Given passage ::

+++

P
Phil Lewis
Apologies as this turned out to be rather lengthy....
I run a development engineering lab for a financial services company and we
are running into a rather peculiar but very troubling problem on some of our
performance servers when copying, moving or backing up very large files,
i.e. files greater than about 52 Gigabytes in size (yes GB not MB).
Primarily these are SQL Server database files but we also see the same
problems copying or relocating large Virtual Server Hard Drive files of that
size or larger.
The problem is actually an old one that I think has not been dealt with, the
end result for us on Windows Server 2000 and Windows Server 2003 R2 is that
after copying about 52 Gbytes of the file, Windows starts reporting "Windows
delayed write" errors and at that point the file copy collapses and stops.

+++

Set task A :: In the entries, from the line containing "of the recessed" through the last line of the entries, swap "planogram log" for "inventory record" and reproduce those lines with nothing else changed.
Set task B :: Extend the forum post about "Windows delayed write" errors during large file copies, picking up after its final sentence.

+++

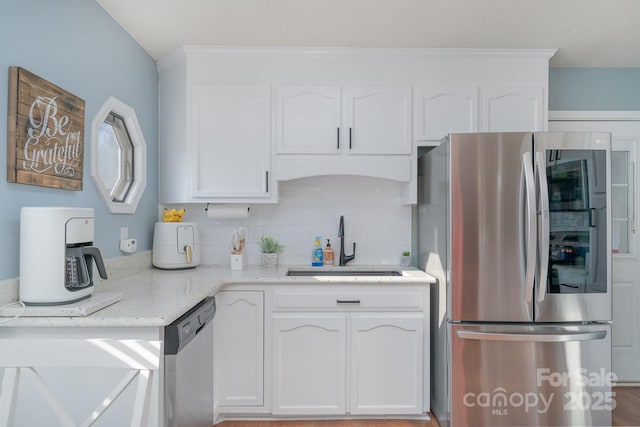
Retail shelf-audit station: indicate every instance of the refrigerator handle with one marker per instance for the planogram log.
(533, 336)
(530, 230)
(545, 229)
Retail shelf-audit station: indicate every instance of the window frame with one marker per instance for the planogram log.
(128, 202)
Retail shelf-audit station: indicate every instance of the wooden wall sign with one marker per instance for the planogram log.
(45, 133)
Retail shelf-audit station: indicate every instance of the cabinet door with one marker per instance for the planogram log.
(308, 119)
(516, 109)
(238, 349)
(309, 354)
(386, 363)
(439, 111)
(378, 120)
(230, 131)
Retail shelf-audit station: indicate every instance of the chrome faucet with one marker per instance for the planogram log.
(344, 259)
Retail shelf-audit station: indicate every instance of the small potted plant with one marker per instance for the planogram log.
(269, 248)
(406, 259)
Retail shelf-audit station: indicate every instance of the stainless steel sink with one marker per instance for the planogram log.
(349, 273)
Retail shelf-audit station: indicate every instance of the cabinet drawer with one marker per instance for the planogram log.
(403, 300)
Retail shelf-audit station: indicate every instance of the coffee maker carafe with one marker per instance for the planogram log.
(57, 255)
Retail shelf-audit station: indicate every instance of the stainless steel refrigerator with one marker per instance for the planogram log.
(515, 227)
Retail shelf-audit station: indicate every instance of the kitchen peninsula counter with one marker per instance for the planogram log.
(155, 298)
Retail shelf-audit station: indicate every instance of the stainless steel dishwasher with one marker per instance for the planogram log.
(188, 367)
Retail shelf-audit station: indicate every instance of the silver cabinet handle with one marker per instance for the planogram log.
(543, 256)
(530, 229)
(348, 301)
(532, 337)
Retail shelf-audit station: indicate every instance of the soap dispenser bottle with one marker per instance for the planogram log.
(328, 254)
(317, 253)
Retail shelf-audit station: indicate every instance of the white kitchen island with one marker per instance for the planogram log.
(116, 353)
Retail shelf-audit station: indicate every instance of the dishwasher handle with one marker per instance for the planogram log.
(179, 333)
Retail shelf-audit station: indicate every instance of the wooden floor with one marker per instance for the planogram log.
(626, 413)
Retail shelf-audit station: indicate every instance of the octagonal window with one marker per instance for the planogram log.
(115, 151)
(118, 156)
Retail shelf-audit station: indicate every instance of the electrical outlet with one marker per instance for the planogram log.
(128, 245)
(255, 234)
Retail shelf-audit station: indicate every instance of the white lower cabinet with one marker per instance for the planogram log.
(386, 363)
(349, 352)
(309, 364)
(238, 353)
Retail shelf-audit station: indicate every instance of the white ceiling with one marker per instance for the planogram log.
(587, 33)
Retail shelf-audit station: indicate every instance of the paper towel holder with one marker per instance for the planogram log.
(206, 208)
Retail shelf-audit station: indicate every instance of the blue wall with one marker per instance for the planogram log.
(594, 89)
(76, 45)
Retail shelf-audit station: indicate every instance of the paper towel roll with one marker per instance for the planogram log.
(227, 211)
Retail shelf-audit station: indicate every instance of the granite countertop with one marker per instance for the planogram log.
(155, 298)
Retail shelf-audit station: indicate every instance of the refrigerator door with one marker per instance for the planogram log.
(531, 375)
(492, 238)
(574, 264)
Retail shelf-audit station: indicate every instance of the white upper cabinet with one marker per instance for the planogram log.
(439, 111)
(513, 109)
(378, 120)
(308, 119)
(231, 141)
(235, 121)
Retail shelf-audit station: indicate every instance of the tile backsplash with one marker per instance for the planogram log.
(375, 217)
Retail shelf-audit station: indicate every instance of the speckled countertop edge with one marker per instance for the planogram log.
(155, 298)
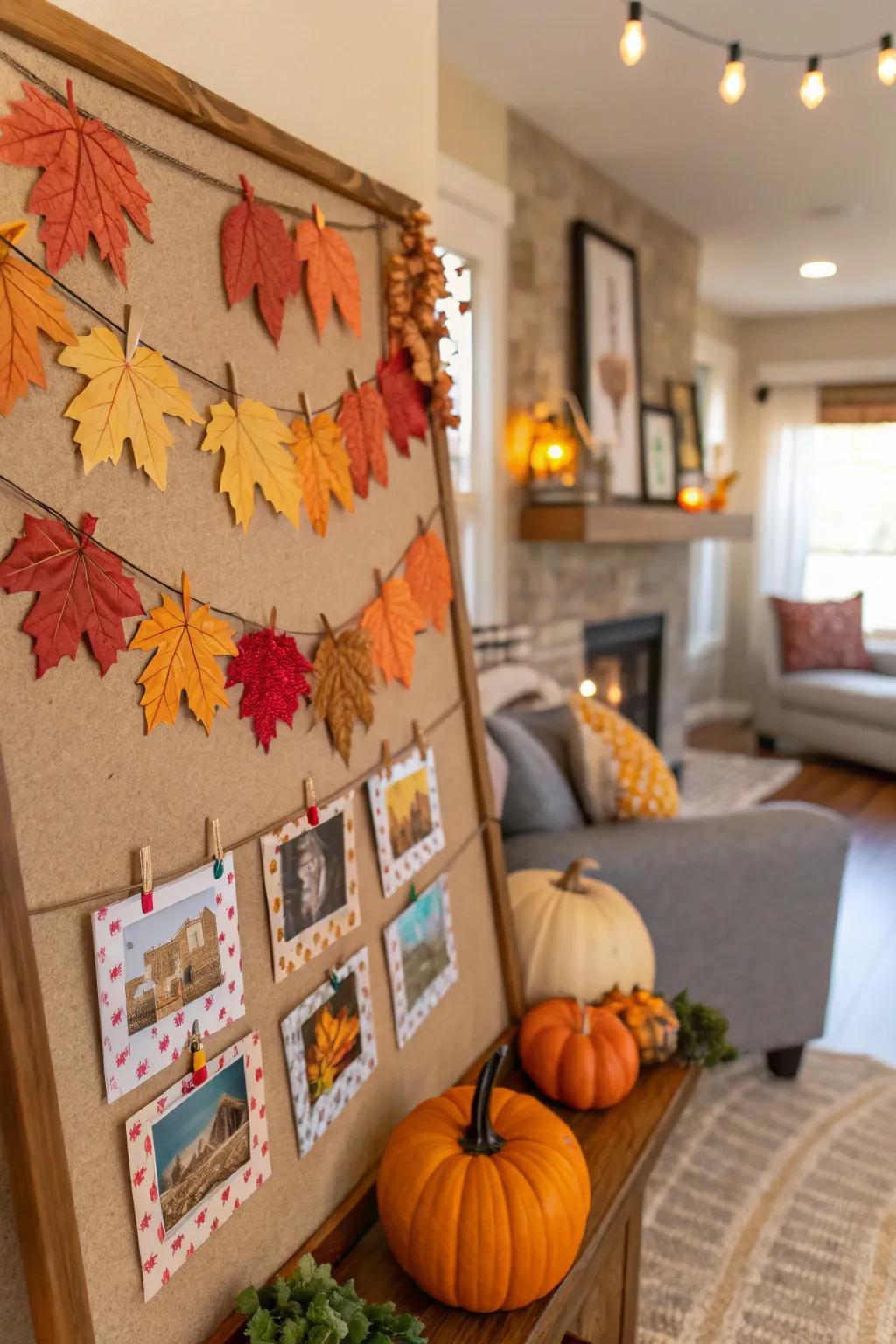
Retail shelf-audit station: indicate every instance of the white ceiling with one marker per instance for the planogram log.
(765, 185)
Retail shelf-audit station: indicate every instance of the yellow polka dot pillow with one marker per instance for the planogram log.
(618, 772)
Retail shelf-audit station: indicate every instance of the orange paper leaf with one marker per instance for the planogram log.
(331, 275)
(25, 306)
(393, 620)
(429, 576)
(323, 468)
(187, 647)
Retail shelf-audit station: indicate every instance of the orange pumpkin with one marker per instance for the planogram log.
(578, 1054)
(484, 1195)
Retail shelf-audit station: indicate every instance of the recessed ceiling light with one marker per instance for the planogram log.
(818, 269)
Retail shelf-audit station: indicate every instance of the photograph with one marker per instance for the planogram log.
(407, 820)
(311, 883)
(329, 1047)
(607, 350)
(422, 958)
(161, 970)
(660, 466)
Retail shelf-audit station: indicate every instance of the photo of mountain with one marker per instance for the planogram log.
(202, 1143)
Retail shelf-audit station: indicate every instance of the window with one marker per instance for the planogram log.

+++

Answer A ::
Retail shelf-audit station: indicate every instance of the recessed ceiling light with one marker per instance for the inventory record.
(818, 269)
Retail shelf-audit station: indicate every instance of the photograph with one marker per instance for the inventory record.
(407, 820)
(311, 883)
(329, 1047)
(607, 350)
(422, 958)
(161, 970)
(660, 466)
Retail shelf-audit station: indicate every instance of the photo of mountain with one marker per instance for the inventory record.
(202, 1143)
Retail shelf-audit station: indicate every instance of the window with one marker per instance for the inventory record.

Answer B ::
Although the system reports the copy is still running, no further data is
being successfully copied. All the file IO and other windows processes
slowdown considerably (more on this in a little bit). In each case where a
delayed write error is generated, Event Viewer shows the first error as
being event ID 50 and or Event 26. The problem is seen when using Drive
letters and UNC paths and we asked about hotfixes for Server 2003 SP2 but
were told by support there were none as the fix described in KB Article
890352 [ http://support.microsoft.com/kb/890352/ ] was rolled into SP2 and
did not apply to our issue.
We have only recently begun to see these problems because until recently
most of our performance testing model used fairly small working sets for
data (typically under 100GB total) and thus each file-group in our databases
was less than 40GB so we never really saw a problem. I've seen this problem
on ALL versions of Windows including Server 2008. In the server 2008 case,
the O/S collapses completely and cannot be shutdown.In most cases we have to
power-off the server to get the problem system to recover, no delayed write
error is reported on server 2008.
I've tested this on a variety of servers (listed next) and in as many cases
as possible I tested on multiple servers with the same config and with
different O/S editions. I also tested one of the servers that was
experiencing the problems first, using small files (files from 1byte up to
40 GigaBytes in size). The test set I use is approx 870GB in total size and
has been continuously copying for about 40 days now continuously on this
server, I think at last check it had copied around 2,973 Terabytes of data
on this server, all without error.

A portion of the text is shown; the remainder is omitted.